Goal
Write out exactly, with no other output, the lines below from the one that contains "panel in the photo above." through the end.

[Saved entries]
____
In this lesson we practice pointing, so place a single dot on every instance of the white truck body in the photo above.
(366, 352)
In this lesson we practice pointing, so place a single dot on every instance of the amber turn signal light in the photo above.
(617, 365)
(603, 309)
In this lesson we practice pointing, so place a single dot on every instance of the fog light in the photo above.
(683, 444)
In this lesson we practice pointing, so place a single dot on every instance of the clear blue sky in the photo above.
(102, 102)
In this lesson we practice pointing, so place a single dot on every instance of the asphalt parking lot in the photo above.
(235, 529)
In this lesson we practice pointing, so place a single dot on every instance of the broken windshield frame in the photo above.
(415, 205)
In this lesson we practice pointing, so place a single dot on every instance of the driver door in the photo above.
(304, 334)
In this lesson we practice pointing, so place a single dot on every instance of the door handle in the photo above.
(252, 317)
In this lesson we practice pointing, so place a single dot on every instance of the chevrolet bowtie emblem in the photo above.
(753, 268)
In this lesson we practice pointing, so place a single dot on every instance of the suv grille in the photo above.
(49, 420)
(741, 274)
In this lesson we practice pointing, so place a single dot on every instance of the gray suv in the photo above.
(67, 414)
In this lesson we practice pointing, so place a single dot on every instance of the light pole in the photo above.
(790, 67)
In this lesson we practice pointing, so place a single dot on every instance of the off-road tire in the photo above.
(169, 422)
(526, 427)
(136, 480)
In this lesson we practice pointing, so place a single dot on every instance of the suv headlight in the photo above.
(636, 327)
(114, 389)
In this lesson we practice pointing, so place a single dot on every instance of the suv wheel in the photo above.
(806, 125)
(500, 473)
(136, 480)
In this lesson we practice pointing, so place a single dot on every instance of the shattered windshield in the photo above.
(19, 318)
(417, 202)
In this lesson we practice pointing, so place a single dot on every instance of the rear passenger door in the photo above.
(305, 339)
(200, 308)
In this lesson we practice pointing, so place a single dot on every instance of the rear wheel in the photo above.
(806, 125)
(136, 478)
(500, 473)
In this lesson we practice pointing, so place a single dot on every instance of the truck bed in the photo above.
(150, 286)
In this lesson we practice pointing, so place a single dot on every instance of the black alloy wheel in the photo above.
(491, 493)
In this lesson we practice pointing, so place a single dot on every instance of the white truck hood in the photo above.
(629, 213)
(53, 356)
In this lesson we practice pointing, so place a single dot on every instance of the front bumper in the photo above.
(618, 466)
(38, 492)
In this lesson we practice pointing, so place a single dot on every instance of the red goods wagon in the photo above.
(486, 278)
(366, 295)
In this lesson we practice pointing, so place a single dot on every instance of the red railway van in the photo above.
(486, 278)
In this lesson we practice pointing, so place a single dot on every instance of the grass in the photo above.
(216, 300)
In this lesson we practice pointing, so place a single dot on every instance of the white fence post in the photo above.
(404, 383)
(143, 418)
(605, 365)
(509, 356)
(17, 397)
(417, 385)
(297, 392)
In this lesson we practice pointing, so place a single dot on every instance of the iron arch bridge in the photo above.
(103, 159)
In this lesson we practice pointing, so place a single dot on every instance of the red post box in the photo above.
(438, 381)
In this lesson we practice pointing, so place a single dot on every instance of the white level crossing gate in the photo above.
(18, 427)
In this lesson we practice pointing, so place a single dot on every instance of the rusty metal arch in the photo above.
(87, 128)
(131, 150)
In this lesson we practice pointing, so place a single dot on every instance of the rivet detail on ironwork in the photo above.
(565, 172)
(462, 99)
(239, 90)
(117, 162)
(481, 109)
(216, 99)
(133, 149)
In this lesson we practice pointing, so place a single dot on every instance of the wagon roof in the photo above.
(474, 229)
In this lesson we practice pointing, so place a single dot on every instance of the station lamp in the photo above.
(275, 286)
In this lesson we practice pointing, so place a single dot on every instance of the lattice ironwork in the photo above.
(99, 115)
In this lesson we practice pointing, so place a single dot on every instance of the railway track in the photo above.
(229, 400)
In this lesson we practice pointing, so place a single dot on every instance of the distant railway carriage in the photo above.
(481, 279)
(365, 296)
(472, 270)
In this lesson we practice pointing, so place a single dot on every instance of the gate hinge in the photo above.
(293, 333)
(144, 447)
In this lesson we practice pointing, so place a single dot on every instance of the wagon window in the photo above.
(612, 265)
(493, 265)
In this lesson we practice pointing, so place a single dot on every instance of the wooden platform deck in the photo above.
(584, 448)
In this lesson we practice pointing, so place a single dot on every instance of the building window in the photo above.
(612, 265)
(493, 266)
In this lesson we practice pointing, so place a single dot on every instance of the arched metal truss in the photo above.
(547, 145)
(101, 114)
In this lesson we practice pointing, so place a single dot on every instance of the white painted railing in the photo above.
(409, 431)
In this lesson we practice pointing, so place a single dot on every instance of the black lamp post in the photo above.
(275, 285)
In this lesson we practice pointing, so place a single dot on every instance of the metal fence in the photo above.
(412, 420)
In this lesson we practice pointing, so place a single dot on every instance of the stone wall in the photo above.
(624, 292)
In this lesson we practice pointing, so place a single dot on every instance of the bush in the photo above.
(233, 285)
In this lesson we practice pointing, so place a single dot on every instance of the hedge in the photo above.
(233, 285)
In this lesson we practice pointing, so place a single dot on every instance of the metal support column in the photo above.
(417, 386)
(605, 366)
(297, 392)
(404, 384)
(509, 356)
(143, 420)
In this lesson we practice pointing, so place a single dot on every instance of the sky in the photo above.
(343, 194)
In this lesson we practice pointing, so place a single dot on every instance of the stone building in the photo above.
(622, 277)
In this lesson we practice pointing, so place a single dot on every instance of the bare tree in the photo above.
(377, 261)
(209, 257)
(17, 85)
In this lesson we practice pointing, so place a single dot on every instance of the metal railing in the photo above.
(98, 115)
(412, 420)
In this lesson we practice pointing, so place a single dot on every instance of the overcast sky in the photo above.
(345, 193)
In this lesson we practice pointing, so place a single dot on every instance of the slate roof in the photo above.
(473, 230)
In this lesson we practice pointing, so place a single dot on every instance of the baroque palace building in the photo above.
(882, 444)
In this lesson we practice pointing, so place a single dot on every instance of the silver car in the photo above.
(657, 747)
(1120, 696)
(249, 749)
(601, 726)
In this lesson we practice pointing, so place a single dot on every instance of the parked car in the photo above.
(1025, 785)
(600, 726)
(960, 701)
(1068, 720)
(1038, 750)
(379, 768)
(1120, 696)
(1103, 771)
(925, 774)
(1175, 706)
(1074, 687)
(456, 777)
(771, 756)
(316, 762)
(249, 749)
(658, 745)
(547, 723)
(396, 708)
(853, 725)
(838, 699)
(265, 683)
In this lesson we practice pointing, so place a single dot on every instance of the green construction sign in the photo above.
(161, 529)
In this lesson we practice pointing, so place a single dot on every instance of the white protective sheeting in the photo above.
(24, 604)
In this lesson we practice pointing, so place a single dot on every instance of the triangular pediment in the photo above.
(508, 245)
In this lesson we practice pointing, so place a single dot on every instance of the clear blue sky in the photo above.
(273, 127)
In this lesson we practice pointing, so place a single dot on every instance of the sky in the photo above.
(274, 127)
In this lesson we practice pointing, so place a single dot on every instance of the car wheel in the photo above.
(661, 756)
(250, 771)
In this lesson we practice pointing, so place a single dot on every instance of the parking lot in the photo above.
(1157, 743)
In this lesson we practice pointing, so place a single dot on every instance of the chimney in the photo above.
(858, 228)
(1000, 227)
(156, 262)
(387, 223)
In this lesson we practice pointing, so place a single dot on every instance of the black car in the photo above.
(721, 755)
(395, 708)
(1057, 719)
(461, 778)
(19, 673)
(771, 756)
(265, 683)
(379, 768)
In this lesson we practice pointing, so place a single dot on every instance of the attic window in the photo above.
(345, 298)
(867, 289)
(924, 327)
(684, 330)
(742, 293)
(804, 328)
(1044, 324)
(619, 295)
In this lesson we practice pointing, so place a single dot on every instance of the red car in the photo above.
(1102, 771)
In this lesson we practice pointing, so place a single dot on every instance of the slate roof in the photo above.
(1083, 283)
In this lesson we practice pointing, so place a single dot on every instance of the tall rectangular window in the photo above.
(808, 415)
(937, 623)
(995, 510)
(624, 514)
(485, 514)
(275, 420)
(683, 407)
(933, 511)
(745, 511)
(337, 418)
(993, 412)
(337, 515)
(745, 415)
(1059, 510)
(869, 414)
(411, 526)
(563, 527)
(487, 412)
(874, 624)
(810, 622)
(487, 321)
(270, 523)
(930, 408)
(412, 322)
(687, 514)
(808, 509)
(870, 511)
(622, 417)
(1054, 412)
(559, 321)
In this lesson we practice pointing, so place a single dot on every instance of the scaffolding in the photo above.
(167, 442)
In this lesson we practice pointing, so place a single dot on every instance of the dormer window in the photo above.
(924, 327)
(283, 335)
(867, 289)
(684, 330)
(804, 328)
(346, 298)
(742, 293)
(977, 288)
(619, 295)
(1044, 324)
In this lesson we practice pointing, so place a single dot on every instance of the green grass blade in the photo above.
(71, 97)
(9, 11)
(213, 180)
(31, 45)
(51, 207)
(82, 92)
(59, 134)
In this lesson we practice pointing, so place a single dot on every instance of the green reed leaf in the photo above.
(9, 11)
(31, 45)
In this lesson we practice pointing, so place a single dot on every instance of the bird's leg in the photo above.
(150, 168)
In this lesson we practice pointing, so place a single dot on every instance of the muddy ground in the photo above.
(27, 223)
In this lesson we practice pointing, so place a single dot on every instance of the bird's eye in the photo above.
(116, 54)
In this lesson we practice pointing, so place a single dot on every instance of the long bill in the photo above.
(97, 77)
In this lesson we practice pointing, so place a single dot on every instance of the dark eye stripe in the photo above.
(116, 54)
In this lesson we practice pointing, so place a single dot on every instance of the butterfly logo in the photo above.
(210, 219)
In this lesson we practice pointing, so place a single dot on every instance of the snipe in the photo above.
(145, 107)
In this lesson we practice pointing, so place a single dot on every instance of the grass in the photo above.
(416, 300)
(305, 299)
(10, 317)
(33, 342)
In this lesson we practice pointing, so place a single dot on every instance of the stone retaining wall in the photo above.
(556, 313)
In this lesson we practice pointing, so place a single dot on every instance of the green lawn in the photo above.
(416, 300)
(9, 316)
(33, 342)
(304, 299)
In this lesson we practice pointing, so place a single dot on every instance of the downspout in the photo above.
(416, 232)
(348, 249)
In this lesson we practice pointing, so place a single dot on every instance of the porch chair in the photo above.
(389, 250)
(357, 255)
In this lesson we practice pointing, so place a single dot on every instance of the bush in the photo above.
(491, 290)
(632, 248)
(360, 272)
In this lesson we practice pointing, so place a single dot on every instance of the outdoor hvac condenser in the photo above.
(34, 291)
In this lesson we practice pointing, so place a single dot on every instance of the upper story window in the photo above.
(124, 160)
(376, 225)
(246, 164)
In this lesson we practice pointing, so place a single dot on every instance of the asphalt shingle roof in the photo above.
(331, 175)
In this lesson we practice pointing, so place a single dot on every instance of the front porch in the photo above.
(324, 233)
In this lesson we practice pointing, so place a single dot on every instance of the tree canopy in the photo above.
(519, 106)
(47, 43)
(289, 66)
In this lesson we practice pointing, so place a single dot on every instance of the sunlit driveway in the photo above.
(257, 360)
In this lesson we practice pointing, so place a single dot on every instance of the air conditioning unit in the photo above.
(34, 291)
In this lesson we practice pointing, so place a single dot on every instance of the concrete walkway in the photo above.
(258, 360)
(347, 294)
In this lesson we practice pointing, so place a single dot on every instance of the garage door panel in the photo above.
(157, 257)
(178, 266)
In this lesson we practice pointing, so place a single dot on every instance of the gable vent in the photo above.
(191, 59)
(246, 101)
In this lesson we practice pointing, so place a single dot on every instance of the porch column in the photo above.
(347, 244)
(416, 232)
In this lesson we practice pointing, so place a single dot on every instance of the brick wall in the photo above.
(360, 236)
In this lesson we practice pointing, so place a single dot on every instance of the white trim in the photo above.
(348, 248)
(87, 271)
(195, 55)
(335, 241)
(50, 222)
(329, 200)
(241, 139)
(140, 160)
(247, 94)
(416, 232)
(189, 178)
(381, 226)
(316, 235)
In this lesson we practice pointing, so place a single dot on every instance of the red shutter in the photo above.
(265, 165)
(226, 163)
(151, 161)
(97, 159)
____
Solution
In this lesson we practice pointing, so place a single dot on every instance of the garage door panel in the photo above.
(157, 257)
(178, 266)
In this lesson we practice pointing, so place a single dot on every instance of the gable vent in the photo above.
(191, 59)
(246, 101)
In this lesson we practice pointing, so place a single dot on every instance of the porch column in the photo above.
(347, 244)
(416, 232)
In this lesson we practice pointing, so place a single dot on every instance of the brick wall in the photo above.
(360, 236)
In this lesson we practice pointing, so place a single dot on every instance of the white trim in the photo above.
(348, 248)
(87, 271)
(195, 55)
(335, 241)
(50, 222)
(329, 200)
(241, 139)
(140, 160)
(247, 94)
(416, 232)
(189, 178)
(381, 226)
(316, 235)
In this lesson we practice pointing, so place a single dot on every instance of the red shutter in the photo above.
(265, 165)
(226, 163)
(151, 161)
(97, 159)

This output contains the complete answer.